**** Excerpted passage

Governor's Award in the Arts3/8/99

duBrisk Receives Governors Award in the Arts at Mar. 3 Ceremonies

Marilyn duBriskb
Marilyn duBrisk received the award from Gov. Don Sundquist at ceremonies on Mar. 3, 1999. Photo by Steve Harbison.

An ordinary person could not accomplish what Marilyn duBrisk accomplishes. Outreach Artist-in Residence at Tusculum College for the past six years, Marilyn directs or coordinates more that a dozen programs that serve not only Greeneville city schools, but also the under-served rural areas of Greene county. Her international performing and teaching credentials exhibit this same high level of accomplishment. She received diplomas from the Imperial society of Teachers of Dance and from the Royal Academy of Dramatic Arts and has studied and worked on four continents.

Prior to coming to Tusculum College in 1992, she was Artist-in Residence for the Greeneville City School system where her performing arts organizational pattern and gift for acronyms emerged in East Tennessee in 1986 with GLAWPIGT (pronounced “Glaw-pig-it,” Great Literature Alive, Well, Playing in Greeneville, Tennessee. This group of forty students in grades 3-12 meets weekly to share literature and learn presentation techniques. GLAWPIGT has performed for the Tennessee Arts Academy and the National Council for the Arts in Washington, D.C.

********
**** Information shown

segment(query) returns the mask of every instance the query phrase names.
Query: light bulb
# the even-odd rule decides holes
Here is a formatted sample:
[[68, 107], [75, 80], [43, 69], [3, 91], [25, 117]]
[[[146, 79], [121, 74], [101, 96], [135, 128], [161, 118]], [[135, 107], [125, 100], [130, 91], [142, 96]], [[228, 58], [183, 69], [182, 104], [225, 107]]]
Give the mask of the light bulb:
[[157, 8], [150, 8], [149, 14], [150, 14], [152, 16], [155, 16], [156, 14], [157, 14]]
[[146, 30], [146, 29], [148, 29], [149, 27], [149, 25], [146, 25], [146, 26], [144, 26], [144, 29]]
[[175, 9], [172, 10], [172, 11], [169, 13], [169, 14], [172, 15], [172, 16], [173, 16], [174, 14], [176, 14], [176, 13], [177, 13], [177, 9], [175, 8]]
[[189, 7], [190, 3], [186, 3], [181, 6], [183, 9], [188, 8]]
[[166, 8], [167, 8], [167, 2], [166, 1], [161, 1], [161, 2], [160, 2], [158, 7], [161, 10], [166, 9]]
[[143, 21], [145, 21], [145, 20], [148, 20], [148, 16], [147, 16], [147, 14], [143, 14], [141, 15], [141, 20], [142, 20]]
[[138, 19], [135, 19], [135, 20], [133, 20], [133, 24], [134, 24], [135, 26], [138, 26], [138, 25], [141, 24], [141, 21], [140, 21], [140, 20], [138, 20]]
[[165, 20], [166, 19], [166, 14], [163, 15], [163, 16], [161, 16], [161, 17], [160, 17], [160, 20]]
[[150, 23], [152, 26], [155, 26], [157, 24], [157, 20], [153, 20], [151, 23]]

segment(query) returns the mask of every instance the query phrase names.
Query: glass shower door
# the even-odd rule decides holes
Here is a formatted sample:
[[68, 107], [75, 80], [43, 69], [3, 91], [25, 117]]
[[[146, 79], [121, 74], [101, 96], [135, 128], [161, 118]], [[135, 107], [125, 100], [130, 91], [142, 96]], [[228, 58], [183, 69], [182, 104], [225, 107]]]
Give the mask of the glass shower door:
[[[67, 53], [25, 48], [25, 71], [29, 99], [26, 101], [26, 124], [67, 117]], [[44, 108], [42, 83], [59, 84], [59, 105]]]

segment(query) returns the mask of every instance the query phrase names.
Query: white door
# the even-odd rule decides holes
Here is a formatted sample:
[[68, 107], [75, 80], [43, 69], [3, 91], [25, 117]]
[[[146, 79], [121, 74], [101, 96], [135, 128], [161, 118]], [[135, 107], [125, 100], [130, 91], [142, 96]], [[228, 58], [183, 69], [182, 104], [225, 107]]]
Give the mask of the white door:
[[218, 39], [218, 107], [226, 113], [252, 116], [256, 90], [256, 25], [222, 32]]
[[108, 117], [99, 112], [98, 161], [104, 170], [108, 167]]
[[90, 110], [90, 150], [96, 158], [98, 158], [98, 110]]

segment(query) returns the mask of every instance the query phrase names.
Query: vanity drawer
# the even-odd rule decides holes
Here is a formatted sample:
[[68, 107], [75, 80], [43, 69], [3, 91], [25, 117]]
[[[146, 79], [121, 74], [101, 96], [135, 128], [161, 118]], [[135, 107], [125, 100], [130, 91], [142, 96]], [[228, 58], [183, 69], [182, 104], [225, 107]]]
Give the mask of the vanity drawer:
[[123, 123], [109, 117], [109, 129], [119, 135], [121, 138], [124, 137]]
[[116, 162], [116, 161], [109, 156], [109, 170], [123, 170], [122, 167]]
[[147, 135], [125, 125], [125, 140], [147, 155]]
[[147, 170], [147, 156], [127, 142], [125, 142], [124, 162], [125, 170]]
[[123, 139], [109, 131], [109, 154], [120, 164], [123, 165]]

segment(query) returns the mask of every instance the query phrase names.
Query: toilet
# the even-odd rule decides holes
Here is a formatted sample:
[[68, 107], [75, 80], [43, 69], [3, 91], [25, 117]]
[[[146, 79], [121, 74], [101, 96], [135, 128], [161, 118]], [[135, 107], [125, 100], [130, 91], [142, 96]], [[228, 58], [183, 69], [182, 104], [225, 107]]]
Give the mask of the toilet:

********

Questions on the material -
1. Transcribe the portion of the article on Marilyn duBrisk's award that begins with the words containing "Governor's Award in" and ends with "on four continents.".
2. Pick up the article on Marilyn duBrisk's Governor's Award in the Arts at the point where it stops, and extend it.
The items were taken from a separate source and have no connection to the article.

Results by task -
1.
Governor's Award in the Arts3/8/99

duBrisk Receives Governors Award in the Arts at Mar. 3 Ceremonies

Marilyn duBriskb
Marilyn duBrisk received the award from Gov. Don Sundquist at ceremonies on Mar. 3, 1999. Photo by Steve Harbison.

An ordinary person could not accomplish what Marilyn duBrisk accomplishes. Outreach Artist-in Residence at Tusculum College for the past six years, Marilyn directs or coordinates more that a dozen programs that serve not only Greeneville city schools, but also the under-served rural areas of Greene county. Her international performing and teaching credentials exhibit this same high level of accomplishment. She received diplomas from the Imperial society of Teachers of Dance and from the Royal Academy of Dramatic Arts and has studied and worked on four continents.

2.
Marilyn’s infectious energy has also spawned WOW (Wonder of Words), a literacy program for K-3 students with reading difficulties; RAP (Reading and Performing), another K-3 literacy program that uses performing arts to support classroom reading instruction; Books for Babies that provides each new mother materials encouraging her to read to her child -- more that 5,000 people have been served. Among other myriad efforts, Marilyn founded ACT (Actors Coming Together) in 1991. This theater company is open to all county and city high school students and uses the talents of Tusculum faculty and students, area teachers, parents, local artists, and community members for the productions staffing. The recent production of A Midsummer Night’s Dream had a cast of more than 90 students and a production staff of more that 100 volunteers. A professional quality performance for thousands of school children and citizens has become standard Greeneville fare, thanks to Marilyn duBrisk.

--from the program of the 1998 Governor's Awards in the Arts. The award, above left, was created by Calvin Nicely and is described as "a twisted passion figure in hot-formed studio glass, neo-purple in color."


The 1998 award winners were duBrisk, Arts Education; the Memphis Arts Council, Arts Organization; Natalie and Jim Haslam, Arts Patrons; Cannon Carriage Company, Business; Bell Buckle, Community; ServiceMaster Consumer Services, Corporation; Nikki Giovanni, Individual Artist; Patricia Neal, Lifetime Acheivment; and Mary and Tony Portera, Special Citation.